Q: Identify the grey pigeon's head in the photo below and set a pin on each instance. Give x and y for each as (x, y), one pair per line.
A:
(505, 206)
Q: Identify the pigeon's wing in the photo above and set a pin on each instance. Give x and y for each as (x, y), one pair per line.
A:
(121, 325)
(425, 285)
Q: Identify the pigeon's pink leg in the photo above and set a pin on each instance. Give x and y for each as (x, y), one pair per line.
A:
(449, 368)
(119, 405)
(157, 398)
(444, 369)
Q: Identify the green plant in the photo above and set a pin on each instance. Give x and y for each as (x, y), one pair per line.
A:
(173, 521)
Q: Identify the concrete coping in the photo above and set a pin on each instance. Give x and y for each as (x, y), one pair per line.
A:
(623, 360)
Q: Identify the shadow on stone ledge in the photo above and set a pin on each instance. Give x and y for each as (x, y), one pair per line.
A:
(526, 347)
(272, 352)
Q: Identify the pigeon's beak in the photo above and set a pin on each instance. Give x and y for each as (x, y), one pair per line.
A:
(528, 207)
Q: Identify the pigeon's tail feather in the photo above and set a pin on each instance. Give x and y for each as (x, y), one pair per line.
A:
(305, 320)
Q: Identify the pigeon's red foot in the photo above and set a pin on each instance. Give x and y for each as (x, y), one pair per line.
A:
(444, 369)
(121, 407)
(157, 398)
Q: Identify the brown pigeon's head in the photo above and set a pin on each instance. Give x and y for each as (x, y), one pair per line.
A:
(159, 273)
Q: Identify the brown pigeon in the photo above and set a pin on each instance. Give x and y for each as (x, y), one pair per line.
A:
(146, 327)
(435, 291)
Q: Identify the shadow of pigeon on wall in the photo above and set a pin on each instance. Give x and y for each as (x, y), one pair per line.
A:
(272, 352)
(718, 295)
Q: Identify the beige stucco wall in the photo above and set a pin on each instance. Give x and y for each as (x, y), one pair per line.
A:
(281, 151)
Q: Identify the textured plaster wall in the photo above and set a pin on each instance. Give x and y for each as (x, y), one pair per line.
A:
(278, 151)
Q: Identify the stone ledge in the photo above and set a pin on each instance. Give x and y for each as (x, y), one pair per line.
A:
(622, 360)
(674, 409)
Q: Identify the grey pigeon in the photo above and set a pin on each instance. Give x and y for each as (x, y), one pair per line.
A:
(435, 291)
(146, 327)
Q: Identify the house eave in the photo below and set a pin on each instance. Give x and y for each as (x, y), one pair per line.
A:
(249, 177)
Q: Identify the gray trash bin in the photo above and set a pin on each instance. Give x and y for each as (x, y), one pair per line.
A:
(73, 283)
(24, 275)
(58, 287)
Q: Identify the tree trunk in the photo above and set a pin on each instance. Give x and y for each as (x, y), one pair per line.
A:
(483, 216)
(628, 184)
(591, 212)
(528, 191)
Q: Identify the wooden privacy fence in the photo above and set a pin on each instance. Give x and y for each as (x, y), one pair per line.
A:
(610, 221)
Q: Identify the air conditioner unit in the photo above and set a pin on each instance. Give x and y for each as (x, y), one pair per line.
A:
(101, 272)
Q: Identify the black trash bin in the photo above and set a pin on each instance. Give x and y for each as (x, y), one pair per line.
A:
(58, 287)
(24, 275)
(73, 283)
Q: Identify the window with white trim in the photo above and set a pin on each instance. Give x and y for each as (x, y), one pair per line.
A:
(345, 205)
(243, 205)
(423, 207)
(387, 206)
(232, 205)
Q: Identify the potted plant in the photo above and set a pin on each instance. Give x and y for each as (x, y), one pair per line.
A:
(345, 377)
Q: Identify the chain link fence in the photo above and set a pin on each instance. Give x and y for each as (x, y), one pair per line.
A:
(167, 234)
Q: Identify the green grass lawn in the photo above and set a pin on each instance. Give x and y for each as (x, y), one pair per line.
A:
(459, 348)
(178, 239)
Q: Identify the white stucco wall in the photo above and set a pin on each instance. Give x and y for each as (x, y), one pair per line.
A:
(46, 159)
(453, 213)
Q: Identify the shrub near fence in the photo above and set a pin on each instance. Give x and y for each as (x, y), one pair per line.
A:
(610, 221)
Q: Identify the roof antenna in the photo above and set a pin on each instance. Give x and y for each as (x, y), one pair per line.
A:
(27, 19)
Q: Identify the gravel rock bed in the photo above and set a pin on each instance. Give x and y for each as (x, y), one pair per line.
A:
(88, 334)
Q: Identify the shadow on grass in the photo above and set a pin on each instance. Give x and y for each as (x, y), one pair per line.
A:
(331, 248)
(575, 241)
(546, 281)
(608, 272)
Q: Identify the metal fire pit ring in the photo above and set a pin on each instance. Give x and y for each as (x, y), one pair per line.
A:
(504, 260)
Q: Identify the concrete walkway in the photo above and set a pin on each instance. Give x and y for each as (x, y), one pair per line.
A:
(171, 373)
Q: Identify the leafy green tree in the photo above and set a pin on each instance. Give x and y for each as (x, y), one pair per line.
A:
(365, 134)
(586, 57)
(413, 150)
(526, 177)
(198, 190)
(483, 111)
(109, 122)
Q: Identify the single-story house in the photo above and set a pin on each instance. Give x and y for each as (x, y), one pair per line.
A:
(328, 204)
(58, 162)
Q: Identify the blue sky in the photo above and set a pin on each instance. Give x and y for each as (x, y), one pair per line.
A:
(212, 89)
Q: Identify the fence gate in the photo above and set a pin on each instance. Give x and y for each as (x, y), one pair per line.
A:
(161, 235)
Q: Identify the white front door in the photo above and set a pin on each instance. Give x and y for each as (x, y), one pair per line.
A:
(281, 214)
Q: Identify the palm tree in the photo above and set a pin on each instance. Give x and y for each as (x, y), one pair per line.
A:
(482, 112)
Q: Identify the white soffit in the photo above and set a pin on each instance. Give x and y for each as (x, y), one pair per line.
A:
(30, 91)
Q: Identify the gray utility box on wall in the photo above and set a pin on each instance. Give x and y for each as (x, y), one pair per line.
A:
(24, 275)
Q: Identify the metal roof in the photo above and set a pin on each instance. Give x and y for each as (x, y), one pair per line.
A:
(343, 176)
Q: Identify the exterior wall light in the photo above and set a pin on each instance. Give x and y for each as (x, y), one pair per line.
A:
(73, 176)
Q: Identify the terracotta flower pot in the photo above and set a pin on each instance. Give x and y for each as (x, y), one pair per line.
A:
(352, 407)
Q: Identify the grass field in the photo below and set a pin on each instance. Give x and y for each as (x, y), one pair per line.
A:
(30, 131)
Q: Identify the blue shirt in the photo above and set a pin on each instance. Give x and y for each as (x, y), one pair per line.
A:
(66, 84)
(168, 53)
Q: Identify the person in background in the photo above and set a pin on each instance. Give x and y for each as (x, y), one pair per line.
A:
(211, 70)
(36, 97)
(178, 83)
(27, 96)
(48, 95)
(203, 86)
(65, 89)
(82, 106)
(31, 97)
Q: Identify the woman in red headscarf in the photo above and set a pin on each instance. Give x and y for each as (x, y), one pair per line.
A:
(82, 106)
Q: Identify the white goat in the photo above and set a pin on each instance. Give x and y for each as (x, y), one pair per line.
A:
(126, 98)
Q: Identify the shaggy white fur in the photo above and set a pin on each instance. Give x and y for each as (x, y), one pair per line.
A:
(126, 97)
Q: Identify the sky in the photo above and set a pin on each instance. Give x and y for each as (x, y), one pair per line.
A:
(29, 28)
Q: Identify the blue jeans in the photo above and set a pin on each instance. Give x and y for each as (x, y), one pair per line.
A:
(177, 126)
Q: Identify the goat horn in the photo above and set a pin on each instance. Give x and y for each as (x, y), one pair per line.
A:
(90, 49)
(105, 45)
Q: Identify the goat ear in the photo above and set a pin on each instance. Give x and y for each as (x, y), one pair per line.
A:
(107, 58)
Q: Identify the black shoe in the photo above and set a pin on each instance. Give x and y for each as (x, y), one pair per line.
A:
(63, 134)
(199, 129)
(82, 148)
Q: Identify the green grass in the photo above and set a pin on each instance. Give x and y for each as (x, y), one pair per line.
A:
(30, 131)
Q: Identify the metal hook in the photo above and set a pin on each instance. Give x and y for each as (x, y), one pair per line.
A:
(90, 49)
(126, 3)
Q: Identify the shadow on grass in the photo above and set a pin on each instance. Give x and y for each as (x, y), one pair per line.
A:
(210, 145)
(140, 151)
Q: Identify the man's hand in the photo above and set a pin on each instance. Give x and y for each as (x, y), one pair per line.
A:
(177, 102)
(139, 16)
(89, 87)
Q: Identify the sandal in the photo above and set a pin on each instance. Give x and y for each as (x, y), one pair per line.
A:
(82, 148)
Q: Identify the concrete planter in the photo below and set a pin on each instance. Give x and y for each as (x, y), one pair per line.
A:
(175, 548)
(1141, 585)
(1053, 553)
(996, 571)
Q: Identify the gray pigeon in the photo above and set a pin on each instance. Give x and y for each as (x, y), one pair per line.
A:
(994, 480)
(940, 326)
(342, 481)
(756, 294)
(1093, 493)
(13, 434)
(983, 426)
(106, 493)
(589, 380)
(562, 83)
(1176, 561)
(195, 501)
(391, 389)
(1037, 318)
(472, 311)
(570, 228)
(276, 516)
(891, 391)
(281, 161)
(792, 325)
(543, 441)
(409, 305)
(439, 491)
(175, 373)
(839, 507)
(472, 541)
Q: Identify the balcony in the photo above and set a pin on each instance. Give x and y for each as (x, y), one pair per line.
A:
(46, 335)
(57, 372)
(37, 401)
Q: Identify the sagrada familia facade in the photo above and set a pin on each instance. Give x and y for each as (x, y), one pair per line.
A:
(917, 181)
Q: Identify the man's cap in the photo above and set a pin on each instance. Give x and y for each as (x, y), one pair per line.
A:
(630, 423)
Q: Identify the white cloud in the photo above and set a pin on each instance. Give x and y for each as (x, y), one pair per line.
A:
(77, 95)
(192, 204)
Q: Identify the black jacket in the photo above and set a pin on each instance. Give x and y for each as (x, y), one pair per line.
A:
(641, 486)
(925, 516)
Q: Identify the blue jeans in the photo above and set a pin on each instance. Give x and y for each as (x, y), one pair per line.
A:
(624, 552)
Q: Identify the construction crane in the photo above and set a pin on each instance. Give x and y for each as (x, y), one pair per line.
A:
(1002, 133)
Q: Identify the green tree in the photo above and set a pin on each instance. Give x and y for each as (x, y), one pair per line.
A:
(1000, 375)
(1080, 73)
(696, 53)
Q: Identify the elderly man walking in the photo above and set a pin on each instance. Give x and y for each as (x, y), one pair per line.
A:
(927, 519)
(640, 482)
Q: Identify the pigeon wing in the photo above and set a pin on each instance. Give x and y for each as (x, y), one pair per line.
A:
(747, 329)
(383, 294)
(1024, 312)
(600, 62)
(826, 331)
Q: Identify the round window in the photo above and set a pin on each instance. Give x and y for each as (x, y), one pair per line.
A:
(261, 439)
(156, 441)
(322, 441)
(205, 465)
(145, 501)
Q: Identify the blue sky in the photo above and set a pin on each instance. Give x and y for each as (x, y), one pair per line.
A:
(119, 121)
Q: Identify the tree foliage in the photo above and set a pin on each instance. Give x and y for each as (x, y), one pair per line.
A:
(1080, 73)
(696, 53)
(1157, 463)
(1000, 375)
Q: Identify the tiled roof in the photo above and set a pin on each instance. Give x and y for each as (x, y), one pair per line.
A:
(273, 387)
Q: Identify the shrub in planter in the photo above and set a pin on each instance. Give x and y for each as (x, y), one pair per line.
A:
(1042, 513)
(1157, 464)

________________________________________

What is required
Collect the lines of the data that carry the word "house".

Answer space
Q: Identify the house eave in the photo below and set a pin on each instance. Give x and y for each as (x, y), one pair per line.
Q: Identify the single-story house in the photo above and set a pin on each instance. Give x and y for each as (x, y), one pair per line.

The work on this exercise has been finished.